# GOAL
Rewrite every line of the items below as a numbered list, leaving out blank lines.

## start EXERCISE DATA

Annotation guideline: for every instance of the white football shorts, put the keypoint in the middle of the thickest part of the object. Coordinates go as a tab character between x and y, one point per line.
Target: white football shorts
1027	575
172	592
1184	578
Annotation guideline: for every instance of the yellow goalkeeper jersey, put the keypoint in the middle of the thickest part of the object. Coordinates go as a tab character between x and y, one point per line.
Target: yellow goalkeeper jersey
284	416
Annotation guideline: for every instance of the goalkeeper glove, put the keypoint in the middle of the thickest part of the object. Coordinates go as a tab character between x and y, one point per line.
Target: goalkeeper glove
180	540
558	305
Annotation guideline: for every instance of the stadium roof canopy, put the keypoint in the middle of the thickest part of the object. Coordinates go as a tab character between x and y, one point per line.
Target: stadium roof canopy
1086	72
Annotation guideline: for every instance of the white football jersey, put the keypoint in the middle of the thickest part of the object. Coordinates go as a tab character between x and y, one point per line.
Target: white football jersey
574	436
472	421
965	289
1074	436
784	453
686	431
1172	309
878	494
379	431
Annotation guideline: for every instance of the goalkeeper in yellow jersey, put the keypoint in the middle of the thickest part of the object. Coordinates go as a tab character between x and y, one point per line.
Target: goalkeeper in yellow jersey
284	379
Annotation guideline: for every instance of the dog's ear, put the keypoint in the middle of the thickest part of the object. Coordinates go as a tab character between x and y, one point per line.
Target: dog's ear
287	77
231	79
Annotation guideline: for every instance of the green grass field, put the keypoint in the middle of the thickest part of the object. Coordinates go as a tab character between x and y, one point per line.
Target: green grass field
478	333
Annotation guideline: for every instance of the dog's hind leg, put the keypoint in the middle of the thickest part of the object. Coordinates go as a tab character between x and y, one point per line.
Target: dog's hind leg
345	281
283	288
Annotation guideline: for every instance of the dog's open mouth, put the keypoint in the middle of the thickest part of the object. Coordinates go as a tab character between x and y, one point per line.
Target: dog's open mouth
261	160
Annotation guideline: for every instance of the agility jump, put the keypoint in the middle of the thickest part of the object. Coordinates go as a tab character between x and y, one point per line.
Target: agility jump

## end EXERCISE DATA

# FULL SOLUTION
1. Annotation guideline: for every instance of the white football shorts, put the keypoint in the middle of the thickest part of the object. Coordinates go as a tab character between x and y, one point per line.
2. Target: white football shorts
3. 1027	575
4. 172	592
5. 1184	578
6. Annotation guideline: for every instance of the yellow goalkeeper jersey, put the keypoint in the middle of the thickest part of the object. Coordinates go as a tab character between x and y, one point per line.
7. Target: yellow goalkeeper jersey
8. 284	416
9. Annotation guideline: for every instance of the goalkeeper glove, put the keypoint in the middle of the thickest part of the object. Coordinates go as a tab character between x and y, one point per line.
10. Target: goalkeeper glove
11. 180	540
12. 558	305
13. Annotation guideline: for every instance of the stadium roof canopy, put the keypoint in the middle of the thickest part of the object. Coordinates go as a tab character between x and y, one point per line.
14. Target: stadium roof canopy
15. 1086	72
16. Annotation guideline: for every instance of the white football jersey, put the keypoint in the middle of the thickest part of the object. Coordinates go as a tab character between x and y, one point per line.
17. Target: white football jersey
18. 574	436
19. 472	421
20. 965	289
21. 1074	436
22. 784	453
23. 686	431
24. 1172	309
25. 878	494
26. 379	431
27. Annotation guideline: for every instance of the goalkeeper in yellow jersey, put the keypoint in the middle of the thickest part of the object. Coordinates go as a tab character between x and y, one point per line.
28. Target: goalkeeper in yellow jersey
29. 284	379
30. Annotation guideline: for every instance of the dog's ear, put the keypoint in the middle of the thickest part of the object. Coordinates go as a tab character between x and y, one point per line.
31. Target: dog's ear
32. 287	77
33. 231	79
34. Annotation guideline: for every instance of the green grass field, put the keypoint in the middle of the thickest part of the object. Coordinates go as a tab character between x and y, one point per line.
35. Target: green grass field
36. 478	333
37. Annotation guideline: for every instance of the dog's hind leg, put the keypoint in the middle of the thickest part of the object. Coordinates go as a tab character between x and y, one point per line.
38. Target: dog's hind leg
39. 345	281
40. 283	288
41. Annotation guideline: for every instance of the dog's open mouth, put the keypoint in the middle of the thickest part of the object. Coordinates go as a tab character between x and y, one point per line.
42. Target: dog's open mouth
43. 261	160
44. Annotation guideline: for every instance of the agility jump, put the keypoint in the middle of the thickest part of the object. Coordinates go as a tab character between x and y, one point per line.
45. Target: agility jump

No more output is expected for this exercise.